Joe Rogoway, attorney at law for the cannabis industry, says that he cautions clients looking to operate from Santa Rosa of the $2 million entry barrier. The founder of the Rogoway Law Group said, “There are not that many buildings out there. It is a finite supply. It is like a feeding frenzy.” Currently, city-licensed cannabusinesses occupy approximately three percent of the city’s available industrial space.
If the 33 businesses still waiting for their operating licenses succeed in getting them, that figure will jump to nearly eight percent. However, the idea that Santa Rosa’s industrial parks will belong to the marijuana industry is untrue, according to the city’s economic development manager, Raissa de la Rosa. There are still more legal, medical, automotive and construction outfits there than there are pot firms.
De la Rosa said, “It is affecting pricing at the moment, but the idea that they are scooping up every property, which is more of a perception. We have information that they are not.” Still, property owners are taking advantage of the selling opportunities cannabusinesses are offering them. The Sonoma County Farm Bureau sold for $1.6 billion, and the owner of T&B Sports walked off with $4.25 million.
The Farm Bureau gave the new owners keys to its Piner Road headquarters back in January, operators of a medical marijuana dispensary in Marin County expanding to Sonoma. West Steele Lane’s T&B Sports also sold in January, to a real estate investment trust in Southern California. Its new owners finance commercial properties, and they resold it for $4.75 million in July, making $500,000 in seven months.
According to its property listing online, the building already has a city-issued minor use license for marijuana production and onsite laboratory testing. Steve Monahan, a real estate acquisitions manager from San Rafael, spent nearly $7 million on two city warehouses for cultivating marijuana indoors. In July, Monahan paid $3.7 million for a 20,000-square-foot warehouse on Industrial Drive, which was double what the sellers paid for it back in 2015.
The old Cokas Diko furniture store on Industrial Drive sold twice in just two months last year, and the 35 percent sales price increase demonstrates the escalating value of properties in areas zoned for marijuana operations. That property sold in September for $1.38 million, and then the day after voters approved Proposition 64 for adult use, it sold again for $1.85 million, which is an increase of 35 percent.
Then there is a local nonprofit known in the area. It operates four different thrift stores and provides people in need with housing. Last year, it sold its Bluebell Drive warehouse for $3.8 million to Kanaplya, a marijuana business, which was $1.25 million more than it paid for the property less than 24 months ago. Initially, nonprofit executive director, Dana Bryant, did not want to sell to a cannabis company.

Excerpted records |
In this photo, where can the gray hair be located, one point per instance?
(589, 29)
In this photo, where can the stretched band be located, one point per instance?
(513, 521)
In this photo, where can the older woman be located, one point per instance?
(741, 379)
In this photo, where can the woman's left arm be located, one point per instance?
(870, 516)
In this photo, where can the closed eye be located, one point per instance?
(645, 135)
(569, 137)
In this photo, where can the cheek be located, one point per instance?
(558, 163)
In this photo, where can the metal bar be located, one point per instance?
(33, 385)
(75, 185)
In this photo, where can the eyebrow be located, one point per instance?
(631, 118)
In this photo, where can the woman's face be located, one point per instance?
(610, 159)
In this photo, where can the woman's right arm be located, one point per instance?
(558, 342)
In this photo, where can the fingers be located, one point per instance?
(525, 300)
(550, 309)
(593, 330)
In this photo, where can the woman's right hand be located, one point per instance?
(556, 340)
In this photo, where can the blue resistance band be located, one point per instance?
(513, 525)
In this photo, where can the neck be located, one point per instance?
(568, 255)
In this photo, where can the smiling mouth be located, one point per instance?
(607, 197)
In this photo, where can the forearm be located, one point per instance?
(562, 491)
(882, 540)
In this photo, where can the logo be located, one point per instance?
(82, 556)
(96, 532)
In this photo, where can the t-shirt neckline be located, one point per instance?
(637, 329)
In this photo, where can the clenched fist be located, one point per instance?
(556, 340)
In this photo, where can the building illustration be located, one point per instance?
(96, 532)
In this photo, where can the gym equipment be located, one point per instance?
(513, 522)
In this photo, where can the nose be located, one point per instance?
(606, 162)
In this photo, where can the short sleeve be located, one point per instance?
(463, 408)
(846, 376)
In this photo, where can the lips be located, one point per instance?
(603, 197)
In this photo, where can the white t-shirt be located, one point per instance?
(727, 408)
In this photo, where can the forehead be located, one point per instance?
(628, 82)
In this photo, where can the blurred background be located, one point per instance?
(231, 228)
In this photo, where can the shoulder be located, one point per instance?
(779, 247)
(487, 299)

Exercise goal | Transcribe the passage on Santa Rosa's cannabis property market, beginning at the words "Joe Rogoway, attorney" and stopping after the words "are pot firms.".

Answer to the exercise |
Joe Rogoway, attorney at law for the cannabis industry, says that he cautions clients looking to operate from Santa Rosa of the $2 million entry barrier. The founder of the Rogoway Law Group said, “There are not that many buildings out there. It is a finite supply. It is like a feeding frenzy.” Currently, city-licensed cannabusinesses occupy approximately three percent of the city’s available industrial space.
If the 33 businesses still waiting for their operating licenses succeed in getting them, that figure will jump to nearly eight percent. However, the idea that Santa Rosa’s industrial parks will belong to the marijuana industry is untrue, according to the city’s economic development manager, Raissa de la Rosa. There are still more legal, medical, automotive and construction outfits there than there are pot firms.